- **Provided data**
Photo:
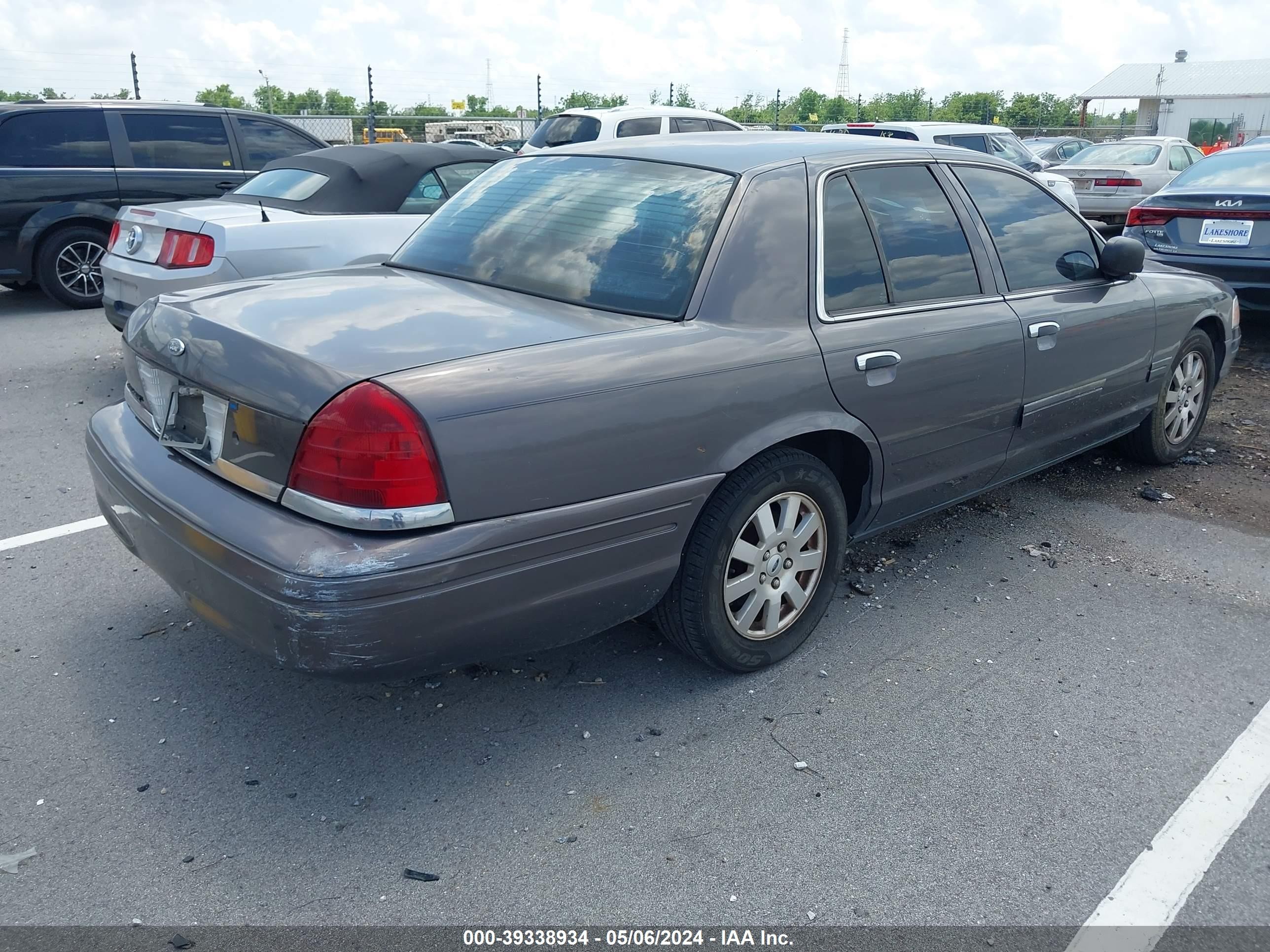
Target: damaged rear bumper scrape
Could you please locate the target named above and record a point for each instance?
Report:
(320, 598)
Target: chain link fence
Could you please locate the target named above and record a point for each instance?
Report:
(350, 130)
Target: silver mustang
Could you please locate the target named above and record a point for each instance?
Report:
(675, 374)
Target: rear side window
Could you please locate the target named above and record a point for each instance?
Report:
(648, 126)
(60, 139)
(563, 130)
(426, 197)
(455, 177)
(1039, 241)
(618, 234)
(926, 253)
(175, 141)
(291, 184)
(265, 141)
(682, 125)
(851, 268)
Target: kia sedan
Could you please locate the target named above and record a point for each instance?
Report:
(1214, 219)
(672, 374)
(1113, 177)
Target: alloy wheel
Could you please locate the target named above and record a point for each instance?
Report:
(79, 268)
(1185, 398)
(774, 567)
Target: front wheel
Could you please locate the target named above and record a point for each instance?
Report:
(761, 564)
(1181, 407)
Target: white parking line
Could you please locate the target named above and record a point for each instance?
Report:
(1154, 890)
(68, 530)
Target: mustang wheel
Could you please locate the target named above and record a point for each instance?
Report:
(1174, 426)
(761, 564)
(70, 267)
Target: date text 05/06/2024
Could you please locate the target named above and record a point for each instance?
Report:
(624, 937)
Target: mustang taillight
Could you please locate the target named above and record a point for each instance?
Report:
(367, 448)
(184, 249)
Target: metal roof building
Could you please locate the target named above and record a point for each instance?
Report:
(1197, 101)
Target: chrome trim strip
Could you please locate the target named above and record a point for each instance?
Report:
(370, 519)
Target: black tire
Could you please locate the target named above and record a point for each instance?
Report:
(693, 615)
(1151, 442)
(54, 266)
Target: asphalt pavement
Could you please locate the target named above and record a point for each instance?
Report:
(989, 737)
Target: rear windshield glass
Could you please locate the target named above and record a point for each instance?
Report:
(292, 184)
(618, 234)
(1121, 154)
(563, 130)
(1234, 168)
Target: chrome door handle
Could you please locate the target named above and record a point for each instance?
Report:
(876, 360)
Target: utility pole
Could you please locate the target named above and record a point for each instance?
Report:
(268, 89)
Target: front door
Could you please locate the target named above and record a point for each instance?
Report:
(176, 157)
(916, 340)
(1089, 340)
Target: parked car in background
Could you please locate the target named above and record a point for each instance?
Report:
(623, 122)
(1056, 149)
(346, 205)
(1113, 177)
(1214, 217)
(638, 375)
(989, 140)
(68, 167)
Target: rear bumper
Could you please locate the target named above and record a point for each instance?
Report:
(323, 600)
(129, 283)
(1249, 278)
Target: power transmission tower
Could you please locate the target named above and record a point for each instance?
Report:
(844, 88)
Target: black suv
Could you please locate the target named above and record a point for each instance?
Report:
(68, 167)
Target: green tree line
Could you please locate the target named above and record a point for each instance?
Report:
(808, 106)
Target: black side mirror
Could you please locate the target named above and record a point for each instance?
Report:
(1122, 257)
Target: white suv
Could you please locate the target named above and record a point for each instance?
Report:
(991, 140)
(623, 121)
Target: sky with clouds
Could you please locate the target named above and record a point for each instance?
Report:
(439, 49)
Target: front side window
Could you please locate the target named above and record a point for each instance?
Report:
(265, 141)
(563, 130)
(455, 177)
(426, 197)
(1039, 241)
(681, 125)
(176, 141)
(926, 253)
(618, 234)
(647, 126)
(60, 139)
(852, 272)
(290, 184)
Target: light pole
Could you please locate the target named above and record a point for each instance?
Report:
(268, 88)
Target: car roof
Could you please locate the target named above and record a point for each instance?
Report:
(369, 179)
(743, 151)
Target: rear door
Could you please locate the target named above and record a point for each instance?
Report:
(1089, 340)
(916, 340)
(175, 157)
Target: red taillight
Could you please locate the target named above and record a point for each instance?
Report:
(367, 448)
(184, 249)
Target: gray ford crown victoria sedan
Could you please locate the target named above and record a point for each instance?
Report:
(673, 375)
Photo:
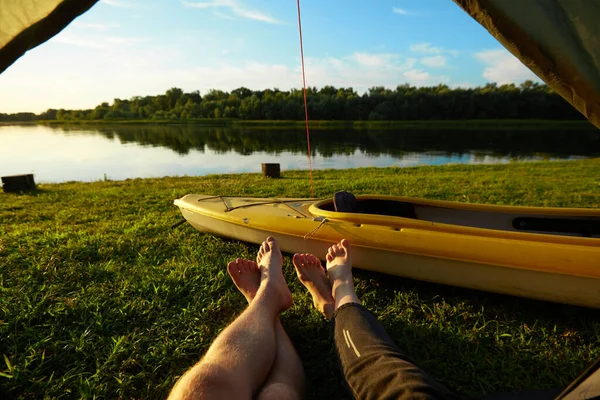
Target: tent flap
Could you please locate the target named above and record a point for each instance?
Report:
(28, 23)
(559, 40)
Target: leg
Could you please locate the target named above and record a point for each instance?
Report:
(241, 357)
(372, 364)
(312, 275)
(286, 378)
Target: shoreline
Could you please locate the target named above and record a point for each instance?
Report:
(514, 124)
(453, 167)
(93, 274)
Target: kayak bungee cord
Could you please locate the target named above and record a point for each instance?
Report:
(312, 188)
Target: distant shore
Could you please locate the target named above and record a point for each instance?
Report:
(515, 124)
(100, 297)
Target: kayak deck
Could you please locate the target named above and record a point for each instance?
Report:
(556, 267)
(557, 221)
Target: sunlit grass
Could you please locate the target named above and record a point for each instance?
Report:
(99, 297)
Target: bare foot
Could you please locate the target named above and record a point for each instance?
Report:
(246, 276)
(339, 268)
(312, 275)
(269, 260)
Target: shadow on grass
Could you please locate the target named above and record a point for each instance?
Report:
(500, 343)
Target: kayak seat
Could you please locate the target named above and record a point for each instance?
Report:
(346, 202)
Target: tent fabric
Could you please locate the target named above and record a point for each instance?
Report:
(559, 40)
(25, 24)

- **The problem**
Your task is to retype the records above in full and exactly, omitting the pictures.

- **Exercise result**
Photo:
Target: damaged rear bumper scrape
Could you please locate the target named above and record a point for each instance?
Report:
(320, 598)
Target: chain link fence
Could you please locate the target named above and record a point for each instance?
Report:
(350, 130)
Target: silver mustang
Could you please locate the target named above and record a point for each instance?
Report:
(675, 374)
Target: rear side window
Could you please locate the target named above and record a point for each instance?
Report:
(648, 126)
(60, 139)
(563, 130)
(426, 197)
(455, 177)
(1039, 241)
(618, 234)
(926, 253)
(175, 141)
(291, 184)
(265, 141)
(682, 125)
(851, 268)
Target: kia sedan
Could you please locate the target named above and record a point for each instance?
Report:
(1214, 219)
(672, 374)
(1113, 177)
Target: alloy wheel
Could you please locate the target named above and record a point for each instance?
Report:
(79, 268)
(1185, 398)
(774, 567)
Target: front wheel
Could you please locate the target named above and record a point for each instance?
Report:
(761, 564)
(1181, 407)
Target: white parking line
Could you please locate the target named above and record a point for each instance?
Report:
(1154, 890)
(68, 530)
Target: mustang wheel
Could you please locate the target named above and record a point for each instance?
Report:
(1174, 426)
(761, 564)
(70, 267)
Target: date text 05/06/2024
Could you please locate the target named above and record a point for each instance?
Report:
(624, 937)
Target: mustang taillight
Could you please locate the target named above and record a point for each instance?
Report:
(367, 448)
(184, 249)
Target: metal roof building
Could you please locate the target named above and record a point for each instance?
Report:
(1197, 101)
Target: chrome trim strip
Could you please locate the target named above and record a point for each instance?
Report:
(370, 519)
Target: black tire
Could you please locate the target named above and record a point for each instance?
Report:
(693, 615)
(1151, 442)
(54, 266)
Target: asphalt pavement
Could you please locate the target named above and record a point for each instance?
Report:
(989, 737)
Target: rear windshield glass
Could you please locate the target named above and record a point for each instance?
Report:
(292, 184)
(618, 234)
(1121, 154)
(563, 130)
(1234, 168)
Target: chrome door handle
Could you please locate the target named above and record a point for each instance?
Report:
(876, 360)
Target: utility pole
Could you please locate the target named above and record a point for each instance?
Report:
(268, 89)
Target: front door
Could you please locate the target named above and record a point for each instance?
Report:
(176, 157)
(916, 340)
(1089, 340)
Target: parked car in background
Could you please locate the target named above and record a point for each instance?
Report:
(623, 122)
(1056, 149)
(346, 205)
(1113, 177)
(1214, 217)
(638, 375)
(989, 140)
(68, 167)
Target: rear bumper
Could you please locate the target named above and record a point for each instance?
Report:
(323, 600)
(129, 283)
(1249, 278)
Target: power transmission tower
Could you please locate the target named above and record a point for each instance?
Report:
(844, 88)
Target: black suv
Could you please locate the target named above and record a point for each instance?
Report:
(68, 167)
Target: green tree line
Could you please locate the target named above and record a point for each instance?
Report:
(808, 106)
Target: black side mirror
Could you please locate the target named above and record a point for each instance?
Report:
(1122, 257)
Target: white suv
Could you please locate the target named above and record a point for each instance?
Report:
(991, 140)
(623, 121)
Target: sky with clouds
Could you please locate the target named above and record a point for each instance?
Report:
(439, 49)
Target: front side window
Could you please locate the target named above and record a point for each instance?
Report:
(265, 141)
(563, 130)
(455, 177)
(426, 197)
(1039, 241)
(681, 125)
(176, 141)
(926, 253)
(618, 234)
(647, 126)
(60, 139)
(852, 272)
(290, 184)
Target: light pole
Could you please locate the target named above and record a point for each instance?
Report:
(268, 88)
Target: car roof
Could you please locate the target named above and record a point for each instance?
Report:
(369, 179)
(743, 151)
Target: rear door
Could you please locate the target named above and record a point for each instance?
Report:
(1089, 340)
(916, 340)
(175, 157)
Target: red taillight
Could you please locate the target named above and record a point for each instance?
Report:
(367, 448)
(184, 249)
Target: gray ford crown victoria sedan
Could you please locate the target named above and record a point for each instance?
Report:
(673, 375)
Photo:
Target: tent flap
Could you please locate the target named above and record a point for each instance?
Report:
(28, 23)
(559, 40)
Target: leg
Could you please locate the target named above and record a point for each instance?
Report:
(241, 357)
(372, 364)
(312, 275)
(286, 378)
Target: shoreline
Could you please locate the target named above and record a point for each instance?
Report:
(514, 124)
(453, 167)
(93, 274)
Target: kayak bungee cord
Could you please locate the target named above and record a point for each instance?
Report:
(312, 188)
Target: distant shore
Could you please locate the target named above and record a point for each instance?
Report:
(515, 124)
(100, 297)
Target: kayak deck
Could you please locate the target named above and record a point for each instance?
Report:
(556, 267)
(557, 221)
Target: sunlit grass
Could you please locate the target named above and record a point for each instance?
Report:
(99, 297)
Target: bare foot
Could you please locate the target named above and record a point for each instance?
Report:
(246, 276)
(339, 268)
(312, 275)
(269, 260)
Target: shadow on grass
Could you please locate the target named above and record a point for each instance?
Report:
(500, 343)
Target: kayak seat
Could you please locate the target named above and record a point for each instance?
Report:
(346, 202)
Target: tent fabric
Could you please locate the target named above and record a point for each instance?
Report:
(559, 40)
(25, 24)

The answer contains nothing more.